Excerpted records below:

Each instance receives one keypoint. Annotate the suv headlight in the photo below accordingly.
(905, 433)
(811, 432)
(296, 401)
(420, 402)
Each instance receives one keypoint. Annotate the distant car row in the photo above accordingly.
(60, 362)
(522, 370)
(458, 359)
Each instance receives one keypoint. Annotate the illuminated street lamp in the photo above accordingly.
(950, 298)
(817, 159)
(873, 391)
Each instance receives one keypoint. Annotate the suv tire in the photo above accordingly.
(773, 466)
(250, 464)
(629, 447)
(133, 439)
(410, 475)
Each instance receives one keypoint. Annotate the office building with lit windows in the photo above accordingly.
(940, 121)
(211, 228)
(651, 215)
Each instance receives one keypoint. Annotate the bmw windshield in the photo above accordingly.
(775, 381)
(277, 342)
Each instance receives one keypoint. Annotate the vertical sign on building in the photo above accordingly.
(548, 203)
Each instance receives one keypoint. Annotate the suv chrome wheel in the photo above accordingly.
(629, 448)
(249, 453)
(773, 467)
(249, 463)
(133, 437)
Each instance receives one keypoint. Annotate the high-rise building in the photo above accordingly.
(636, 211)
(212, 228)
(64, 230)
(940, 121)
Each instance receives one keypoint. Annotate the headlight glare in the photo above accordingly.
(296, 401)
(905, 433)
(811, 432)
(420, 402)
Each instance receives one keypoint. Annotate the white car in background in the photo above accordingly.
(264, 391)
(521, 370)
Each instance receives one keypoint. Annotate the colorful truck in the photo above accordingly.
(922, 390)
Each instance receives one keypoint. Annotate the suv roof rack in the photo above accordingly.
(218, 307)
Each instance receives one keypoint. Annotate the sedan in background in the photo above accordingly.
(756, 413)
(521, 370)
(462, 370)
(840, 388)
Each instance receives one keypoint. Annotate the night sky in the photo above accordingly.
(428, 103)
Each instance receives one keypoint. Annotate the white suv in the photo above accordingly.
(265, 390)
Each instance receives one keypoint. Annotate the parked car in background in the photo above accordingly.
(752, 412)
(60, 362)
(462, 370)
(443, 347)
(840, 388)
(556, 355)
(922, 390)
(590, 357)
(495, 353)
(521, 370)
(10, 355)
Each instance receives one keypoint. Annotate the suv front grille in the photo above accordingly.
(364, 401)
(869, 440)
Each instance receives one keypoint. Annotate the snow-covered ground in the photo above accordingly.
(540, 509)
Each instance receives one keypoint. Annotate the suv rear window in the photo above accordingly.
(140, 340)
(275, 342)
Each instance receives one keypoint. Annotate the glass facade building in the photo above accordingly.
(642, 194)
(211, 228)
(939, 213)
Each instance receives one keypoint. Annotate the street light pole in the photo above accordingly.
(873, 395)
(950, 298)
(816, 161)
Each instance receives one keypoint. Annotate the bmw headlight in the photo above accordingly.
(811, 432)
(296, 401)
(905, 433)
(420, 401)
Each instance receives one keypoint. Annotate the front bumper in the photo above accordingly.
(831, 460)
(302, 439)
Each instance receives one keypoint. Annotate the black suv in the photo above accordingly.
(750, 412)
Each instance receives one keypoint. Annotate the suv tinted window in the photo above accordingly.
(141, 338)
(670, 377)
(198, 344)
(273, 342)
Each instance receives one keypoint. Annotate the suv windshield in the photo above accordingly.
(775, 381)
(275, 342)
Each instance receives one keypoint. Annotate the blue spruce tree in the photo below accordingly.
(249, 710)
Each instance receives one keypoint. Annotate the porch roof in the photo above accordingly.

End of Excerpted records.

Aim of the task: Starting from the line that contains "Each instance receives one keypoint. Annotate the parked", transcribe each line to the end of the records above. Please add nothing.

Solution to the exercise:
Each instance receives one keypoint. Annotate the parked car in background in the photo above accordingly.
(752, 412)
(60, 362)
(462, 370)
(443, 347)
(840, 388)
(556, 355)
(922, 390)
(590, 357)
(495, 353)
(521, 370)
(10, 355)
Each instance receives one keypoint. Annotate the suv front grille in the photo above accordingly.
(364, 401)
(869, 440)
Each instance receives one keypoint. Annotate the snow-covered ground in the photo above accordingly.
(540, 509)
Each instance receives one keypoint. Annotate the suv rear window in the photo above accordingly.
(140, 340)
(275, 342)
Each instance receives one keypoint. Annotate the glass facade building in the photo above accordingly.
(642, 194)
(211, 228)
(939, 213)
Each instance receives one keypoint. Annotate the street light pole in the photo above accordingly.
(873, 395)
(950, 298)
(816, 161)
Each instance receives one keypoint. Annotate the bmw headlight in the photo above accordingly.
(811, 432)
(296, 401)
(905, 433)
(420, 401)
Each instance receives one keypoint. Annotate the front bumper in the photo above accordingly.
(831, 460)
(302, 439)
Each instance receives one keypoint. Annotate the black suv in the photo above accordingly.
(750, 412)
Each instance receives one keypoint. Annotate the suv tinted window in the photo above accordingly.
(141, 338)
(670, 377)
(198, 344)
(273, 342)
Each instance receives one keypoint. Annotate the suv windshield in the photo above accordingly.
(775, 381)
(275, 342)
Each instance receives one keypoint. Annotate the blue spruce tree in the photo below accordingly.
(249, 710)
Each instance receives one keypoint. Annotate the porch roof in the photo above accordingly.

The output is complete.